Texto de leitura:
# # # # #
A primeira dobradinha brasileira na história da Fórmula 1

A primeira dobradinha brasileira na história da Fórmula 1. E logo na corrida em casa. E com um carro nacional entre eles. Uma torcida enlouquecida invadiu a antiga pista de Interlagos, com quase 8km de extensão, para celebrar aquele pódio nunca antes visto.

Naquele 26 de janeiro de 1975, os torcedores saudaram Emerson Fittipaldi, já bicampeão da principal categoria do automobilismo, vencedor dos dois primeiros GPs do Brasil (1973 e 1974) e correndo pela McLaren.

Mas não foi o Rato quem ganhou há 40 anos em Interlagos: aquele era o dia para comemorar o feito de Moco. Ou Carlinhos. Também chamado de Bolinha. Até mesmo, e simplesmente, Zé. José Carlos Pace, a bordo da Brabham número 8, completou as então 40 voltas em 1h44min41s17 para vencer diante de sua torcida pela primeira (e infelizmente única) vez na F-1 – Jochen Mass completou aquele pódio. Aos 30 anos, o paulistano realizava seu grande sonho.

“Foi muito bacana”, lembra-se Fittipaldi em entrevista ao ESPN.com.br. “Quando chegou o GP do Brasil eu já o tinha vencido por duas vezes e era o campeão mundial pela McLaren. Daí as pessoas falavam: ‘Pô, você deixou o Moco ganhar…’ Não!”, sentencia.

“Ele vinha babando, suando, foi uma vitória com dois brasileiros no pódio. Foi uma festa, espetacular. Imagina como o público brasileiro estava… Deixamos os brasileiros mal acostumados. Lembro quando nós terminamos a corrida e levantei o braço dele. Foi um negócio espetacular, ele guiou muito, perfeito, sem cometer erro”, prosseguiu.

José Carlos Pace e a Brabham número 8 (Foto: GETTY)

José Carlos Pace e a Brabham número 8 (Foto: GETTY)

 

Paulo Gomes, lendário piloto de turismo brasileiro, também estava no autódromo e se recorda bem do feito do amigo. “Foi um dia maravilhoso, emoção indescritível. Eu e o Moco já éramos superamigos – ele me ajudou muito na Europa quando eu estive lá para correr de Fórmula 3 -, íamos à fazenda um do outro, éramos muito ligados nessa época. Então foi superbacana a vitória dele, a comemoração, a torcida, foi um fim de semana inesquecível. Muito emocionante”, contou.
# # # # #
(Entradas sobre localizar itens nomeados)

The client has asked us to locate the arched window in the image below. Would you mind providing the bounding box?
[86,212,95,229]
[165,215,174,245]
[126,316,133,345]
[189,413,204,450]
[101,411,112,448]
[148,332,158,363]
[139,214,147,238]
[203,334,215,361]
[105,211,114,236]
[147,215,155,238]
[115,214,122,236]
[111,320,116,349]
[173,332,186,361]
# # # # #
O que se pede:
- a) Resuma em duas frases o texto sobre a vitória de Pace em Interlagos.
- b) Liste todos os apelidos de José Carlos Pace citados no texto sobre a vitória de Pace em Interlagos.
- c) Escreva a continuação do texto sobre a vitória de Pace em Interlagos, começando depois da fala de Paulo Gomes que o encerra.
O material não tem nenhuma relação com o texto.

Resultados por tarefa:
- a) Em 26 de janeiro de 1975, José Carlos Pace venceu o GP do Brasil em Interlagos com a Brabham número 8, e Emerson Fittipaldi também subiu ao pódio, na primeira dobradinha brasileira da história da Fórmula 1. Fittipaldi, que nega ter deixado Pace ganhar, e o piloto Paulo Gomes relembram a conquista como um momento espetacular e emocionante.

- b) Moco, Carlinhos, Bolinha e Zé.

- c)
Trabalhando no jornal O Estado de S.Paulo, Castilho de Andrade cobriu aquela vitória. E para ele não há dúvida: “Considero a corrida de 1975 a mais emblemática da história da F-1 no Brasil. A explicação é simples: Emerson Fittipaldi já era bicampeão mundial e era o maior ídolo esportivo do país; uma equipe brasileira, a Copersucar, fazia sua primeira temporada nas pistas. E dois brasileiros terminam nas duas primeiras posições do pódio. Esta era apenas a terceira corrida de F-1 no Brasil, valendo pelo campeonato. A invasão do público – que acabou carregando os pilotos nos ombros -, a festa no autódromo e a corrida empolgante, para mim, representaram a conquista definitiva da F-1 no Brasil. O esporte estava ‘incorporado’ no país”.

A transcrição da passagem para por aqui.